──────── Material shown

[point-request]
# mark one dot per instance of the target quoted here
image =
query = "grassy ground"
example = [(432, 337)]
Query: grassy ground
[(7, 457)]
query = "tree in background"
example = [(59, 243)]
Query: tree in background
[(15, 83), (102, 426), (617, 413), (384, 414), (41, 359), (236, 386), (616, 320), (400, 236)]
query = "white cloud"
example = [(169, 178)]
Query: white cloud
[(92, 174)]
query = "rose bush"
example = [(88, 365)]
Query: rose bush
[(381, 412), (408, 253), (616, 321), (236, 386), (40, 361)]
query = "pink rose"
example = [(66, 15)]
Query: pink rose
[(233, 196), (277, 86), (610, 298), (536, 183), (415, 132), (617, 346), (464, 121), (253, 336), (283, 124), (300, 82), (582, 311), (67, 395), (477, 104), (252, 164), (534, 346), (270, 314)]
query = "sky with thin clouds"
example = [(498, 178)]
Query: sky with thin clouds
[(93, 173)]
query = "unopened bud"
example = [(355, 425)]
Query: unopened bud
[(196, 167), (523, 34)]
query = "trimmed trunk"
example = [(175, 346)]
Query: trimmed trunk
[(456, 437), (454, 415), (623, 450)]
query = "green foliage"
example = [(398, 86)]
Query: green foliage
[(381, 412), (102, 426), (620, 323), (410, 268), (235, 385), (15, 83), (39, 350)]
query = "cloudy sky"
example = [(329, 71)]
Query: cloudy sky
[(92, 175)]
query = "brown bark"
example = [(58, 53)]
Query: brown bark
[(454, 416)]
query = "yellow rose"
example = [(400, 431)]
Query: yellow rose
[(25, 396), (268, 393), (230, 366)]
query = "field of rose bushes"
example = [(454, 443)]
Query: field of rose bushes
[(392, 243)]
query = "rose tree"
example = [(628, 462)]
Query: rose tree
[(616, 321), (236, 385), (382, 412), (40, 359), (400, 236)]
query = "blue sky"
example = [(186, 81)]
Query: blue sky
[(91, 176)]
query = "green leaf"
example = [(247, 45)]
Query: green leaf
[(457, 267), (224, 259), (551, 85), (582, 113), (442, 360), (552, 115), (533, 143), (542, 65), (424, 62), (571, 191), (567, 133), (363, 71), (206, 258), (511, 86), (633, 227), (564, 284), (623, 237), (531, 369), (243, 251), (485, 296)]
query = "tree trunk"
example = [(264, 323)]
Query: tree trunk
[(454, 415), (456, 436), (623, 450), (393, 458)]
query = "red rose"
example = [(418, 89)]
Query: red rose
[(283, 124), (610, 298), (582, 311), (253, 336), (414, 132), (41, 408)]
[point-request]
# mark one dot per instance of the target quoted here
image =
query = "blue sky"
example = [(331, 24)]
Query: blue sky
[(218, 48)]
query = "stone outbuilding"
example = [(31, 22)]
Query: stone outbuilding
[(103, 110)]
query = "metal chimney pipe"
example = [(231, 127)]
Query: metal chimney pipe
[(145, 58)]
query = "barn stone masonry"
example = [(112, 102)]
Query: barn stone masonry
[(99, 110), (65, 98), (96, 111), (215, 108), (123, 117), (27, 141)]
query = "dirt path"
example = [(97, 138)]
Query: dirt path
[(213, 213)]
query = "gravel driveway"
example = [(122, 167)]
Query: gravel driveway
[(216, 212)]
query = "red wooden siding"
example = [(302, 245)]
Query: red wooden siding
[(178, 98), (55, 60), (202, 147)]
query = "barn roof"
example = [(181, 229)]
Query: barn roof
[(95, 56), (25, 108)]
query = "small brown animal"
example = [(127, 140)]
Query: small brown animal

────────────────

* **Problem description**: Reproduce every record above, word for word.

* **Reply to the task**:
[point-request]
# mark one dot per instance of the target quoted here
image =
query = "grassy ground"
example = [(432, 337)]
Query: grassy ground
[(7, 457)]
query = "tree in background"
example = [(59, 243)]
Query: tree in background
[(15, 83), (102, 426), (617, 413), (384, 414), (41, 359), (236, 386), (616, 320), (400, 236)]
query = "white cloud"
example = [(169, 178)]
Query: white cloud
[(92, 174)]
query = "rose bush"
example = [(88, 365)]
Query: rose bush
[(381, 412), (408, 253), (616, 321), (236, 386), (40, 361)]
query = "pink rose"
example = [(66, 15)]
Query: pink rose
[(233, 196), (277, 86), (610, 298), (536, 183), (415, 132), (617, 346), (464, 121), (253, 336), (283, 124), (300, 82), (582, 311), (67, 395), (477, 104), (252, 164), (534, 346), (270, 314)]
query = "sky with thin clouds"
example = [(498, 178)]
Query: sky with thin clouds
[(93, 173)]
query = "unopened bud"
example = [(355, 425)]
Query: unopened bud
[(196, 167), (523, 34)]
query = "trimmed trunk"
example = [(175, 346)]
Query: trimmed trunk
[(456, 437), (454, 415), (623, 450)]
query = "green foliage"
example = [(398, 86)]
Query: green foliage
[(381, 412), (102, 426), (620, 323), (410, 268), (235, 385), (15, 83), (39, 350)]
query = "cloudy sky"
example = [(329, 71)]
Query: cloudy sky
[(92, 175)]
query = "brown bark"
example = [(58, 53)]
Query: brown bark
[(454, 416)]
query = "yellow rose"
example = [(400, 431)]
Query: yellow rose
[(25, 396), (268, 393), (230, 366)]
query = "field of rose bushes"
example = [(454, 443)]
Query: field of rose bushes
[(392, 243)]
query = "rose tree"
example = [(628, 462)]
Query: rose tree
[(616, 321), (236, 385), (382, 412), (40, 359), (400, 236)]
query = "blue sky"
example = [(186, 81)]
Query: blue sky
[(91, 176)]
query = "green leaf"
example = [(247, 45)]
Query: green leaf
[(457, 267), (224, 259), (551, 85), (582, 113), (442, 360), (552, 115), (533, 143), (542, 65), (424, 62), (571, 191), (567, 133), (363, 71), (206, 258), (511, 86), (633, 227), (564, 284), (623, 237), (531, 369), (243, 251), (485, 296)]
query = "tree trunk"
example = [(264, 323)]
Query: tree trunk
[(454, 415), (456, 436), (623, 450), (393, 458)]
query = "red rose"
example = [(418, 89)]
Query: red rose
[(283, 124), (610, 298), (582, 311), (253, 336), (414, 132), (41, 408)]
[point-request]
# mark one dot per instance of the target quoted here
image =
query = "blue sky"
example = [(331, 24)]
Query: blue sky
[(218, 48)]
query = "stone outbuilding"
example = [(31, 22)]
Query: stone outbuilding
[(103, 110)]
query = "metal chimney pipe"
example = [(231, 127)]
Query: metal chimney pipe
[(145, 58)]
query = "barn stone masonry"
example = [(112, 102)]
Query: barn stone masonry
[(99, 110), (65, 98), (96, 111), (215, 108), (123, 117), (27, 141)]
query = "dirt path"
example = [(97, 138)]
Query: dirt path
[(213, 213)]
query = "gravel driveway"
example = [(122, 167)]
Query: gravel driveway
[(216, 212)]
query = "red wooden siding"
example = [(302, 245)]
Query: red wooden siding
[(178, 98), (55, 60), (202, 147)]
query = "barn roof"
example = [(181, 229)]
Query: barn roof
[(95, 56), (25, 108)]
query = "small brown animal"
example = [(127, 140)]
Query: small brown animal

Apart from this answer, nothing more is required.